--- What is expected ---
Repeat exactly each line of the data provided below.

--- Given records ---
..........
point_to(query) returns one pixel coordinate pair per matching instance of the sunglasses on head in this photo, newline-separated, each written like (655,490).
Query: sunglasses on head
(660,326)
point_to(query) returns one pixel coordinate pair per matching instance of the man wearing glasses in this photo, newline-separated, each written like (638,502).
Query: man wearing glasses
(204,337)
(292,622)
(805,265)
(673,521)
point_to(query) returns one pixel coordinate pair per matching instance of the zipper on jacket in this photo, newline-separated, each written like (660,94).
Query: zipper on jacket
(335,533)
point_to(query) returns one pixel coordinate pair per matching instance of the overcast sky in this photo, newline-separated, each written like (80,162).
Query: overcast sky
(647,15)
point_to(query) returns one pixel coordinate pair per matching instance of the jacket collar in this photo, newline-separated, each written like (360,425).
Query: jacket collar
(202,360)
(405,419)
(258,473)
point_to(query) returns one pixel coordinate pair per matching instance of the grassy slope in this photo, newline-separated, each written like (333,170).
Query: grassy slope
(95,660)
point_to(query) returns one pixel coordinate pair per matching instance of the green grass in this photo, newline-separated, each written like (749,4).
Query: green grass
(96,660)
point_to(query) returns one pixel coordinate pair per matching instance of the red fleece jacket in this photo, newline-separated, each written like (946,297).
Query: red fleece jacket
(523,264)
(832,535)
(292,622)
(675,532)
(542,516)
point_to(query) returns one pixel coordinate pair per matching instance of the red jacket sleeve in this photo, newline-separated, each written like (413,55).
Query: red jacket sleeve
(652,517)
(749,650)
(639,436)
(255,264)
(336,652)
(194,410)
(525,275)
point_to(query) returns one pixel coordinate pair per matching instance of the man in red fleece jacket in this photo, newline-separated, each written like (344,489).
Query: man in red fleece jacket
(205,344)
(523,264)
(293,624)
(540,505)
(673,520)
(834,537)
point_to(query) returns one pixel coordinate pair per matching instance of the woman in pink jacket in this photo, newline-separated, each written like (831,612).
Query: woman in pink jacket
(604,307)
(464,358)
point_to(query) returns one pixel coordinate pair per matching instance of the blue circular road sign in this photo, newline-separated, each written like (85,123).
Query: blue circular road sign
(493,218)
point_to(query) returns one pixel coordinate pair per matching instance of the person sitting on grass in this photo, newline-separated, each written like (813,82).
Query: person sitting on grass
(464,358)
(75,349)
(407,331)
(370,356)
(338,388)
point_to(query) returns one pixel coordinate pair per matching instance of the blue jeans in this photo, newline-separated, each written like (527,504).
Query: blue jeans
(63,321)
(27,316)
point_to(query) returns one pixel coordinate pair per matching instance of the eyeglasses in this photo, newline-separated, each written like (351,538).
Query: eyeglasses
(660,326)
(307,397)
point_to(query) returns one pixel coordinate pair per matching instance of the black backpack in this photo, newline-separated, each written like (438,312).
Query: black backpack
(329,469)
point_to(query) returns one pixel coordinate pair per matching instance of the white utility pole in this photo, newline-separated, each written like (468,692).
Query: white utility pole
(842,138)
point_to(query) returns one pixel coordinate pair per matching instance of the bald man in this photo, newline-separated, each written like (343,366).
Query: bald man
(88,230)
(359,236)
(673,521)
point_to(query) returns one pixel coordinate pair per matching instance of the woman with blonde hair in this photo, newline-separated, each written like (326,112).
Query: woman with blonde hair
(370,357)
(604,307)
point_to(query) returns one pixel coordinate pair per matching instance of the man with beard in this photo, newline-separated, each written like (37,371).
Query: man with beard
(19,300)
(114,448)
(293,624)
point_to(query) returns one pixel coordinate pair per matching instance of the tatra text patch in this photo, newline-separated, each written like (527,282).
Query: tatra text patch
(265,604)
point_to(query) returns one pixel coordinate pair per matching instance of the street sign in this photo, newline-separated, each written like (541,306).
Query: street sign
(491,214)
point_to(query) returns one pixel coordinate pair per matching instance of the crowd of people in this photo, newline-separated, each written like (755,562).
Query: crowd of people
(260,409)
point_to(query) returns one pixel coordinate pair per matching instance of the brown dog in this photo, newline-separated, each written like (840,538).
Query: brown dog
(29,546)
..........
--- Output ---
point_to(query) returns one pixel coordinate pair per matching instance of the sunglasses on head in this photo, newline-separated, each written like (655,490).
Query: sunglasses on head
(660,326)
point_to(query) returns one pixel coordinate pair per matching instance of the man wearing glasses in this photo, newline-separated, each written like (638,502).
Query: man wearing glasses
(204,337)
(292,622)
(805,265)
(673,521)
point_to(query) returns one pixel coordinate pair per matching instance of the zipper on jacket in this photo, newline-separated, each written like (660,94).
Query: zipper on jacket
(335,533)
point_to(query) returns one pixel coordinate pair per matching instance of the overcast sky in this photo, newline-separated, each written like (80,162).
Query: overcast sky
(647,15)
point_to(query) returns one pixel coordinate pair per matching instance of the jacket collar in this photo, newline-separated, each written like (360,425).
Query: jacket collar
(202,360)
(405,419)
(258,473)
point_to(query) returns one pixel coordinate pair per matching instance of the grassy slope in this photo, newline-separated, each written like (333,170).
Query: grassy slope
(95,660)
point_to(query) returns one pixel coordinate pair per matching instance of the green grass in this photo, newline-separated, each written like (749,4).
Query: green grass
(96,660)
point_to(query) returns one pixel coordinate pair per matching instance of the red fleece jacket in this photo, newline-separated, each written like (946,297).
Query: red fleece jacket
(523,264)
(832,535)
(292,622)
(675,532)
(542,516)
point_to(query) returns one pixel coordinate pair per matching instance of the red jacket sleeve in this photo, newline-separated, each written like (413,55).
Query: red jacket sleeve
(652,517)
(749,650)
(639,436)
(255,264)
(336,652)
(194,410)
(525,275)
point_to(query) returns one pixel coordinate pair per matching instance of the man in red fleece jacket in this photo, newline-separated, each written like (344,489).
Query: man in red fleece jacket
(205,344)
(523,264)
(293,624)
(540,505)
(673,520)
(834,537)
point_to(query) returns one pixel coordinate pair per matching instance of the woman in pink jacket in this photo, newline-separated, each written like (831,612).
Query: woman in pink jacket
(604,307)
(464,358)
point_to(query) returns one pixel coordinate pair per matching instance of the blue circular road sign in this photo, newline-separated, each written like (85,123).
Query: blue circular road sign
(493,218)
point_to(query) returns one pixel coordinate pair per matching instance of the person sitting on grass in this photo, newline-separated, each written like (813,82).
Query: person sitting on grass
(464,358)
(75,349)
(407,331)
(370,356)
(338,388)
point_to(query) returns one pixel coordinate pair per matching instance of the blue jeans in this photo, newline-separated, each written like (527,504).
Query: blue jeans
(63,321)
(27,316)
point_to(query) returns one pixel coordinate pair per matching instance of the eyeglasses in this photo, newline-separated, each written like (351,538).
Query: eyeglasses
(660,326)
(307,397)
point_to(query) returns one pixel coordinate pair per matching instance of the black backpack in this photo, newline-separated, each written like (438,312).
Query: black backpack
(329,469)
point_to(query) returns one pixel coordinate pair per matching instance of the white utility pole in this photo, newline-separated, each written like (468,692).
Query: white utility pole
(842,138)
point_to(query) returns one pixel coordinate pair per matching instance of the bald man in this photo, newline-separated, each written like (343,366).
Query: bald man
(88,230)
(359,236)
(673,521)
point_to(query) returns one pixel coordinate pair per matching instance of the woman with blonde hair in this photo, newline-separated, each written like (326,112).
Query: woman with blonde hair
(370,357)
(604,307)
point_to(query) returns one pixel coordinate pair per matching instance of the man with beard in this photo, newline-separated, each written like (37,371).
Query: man with beard
(19,300)
(114,448)
(293,624)
point_to(query) returns one pixel coordinate pair per matching instance of the tatra text patch in this photo, newline-separated, each written like (527,282).
Query: tatra text patch
(265,604)
point_to(query) returns one pixel coordinate pair per matching instance of the street sign in this photo, newline-separated, each written like (541,306).
Query: street sign
(491,214)
point_to(query) returns one pixel coordinate pair per matching instance of the crowd of people in this photo, newline-separated, each written like (755,562).
Query: crowd of people
(260,409)
point_to(query) returns one pixel coordinate pair per matching instance of the brown dog in this photo, newline-separated, each written like (840,538).
Query: brown dog
(29,546)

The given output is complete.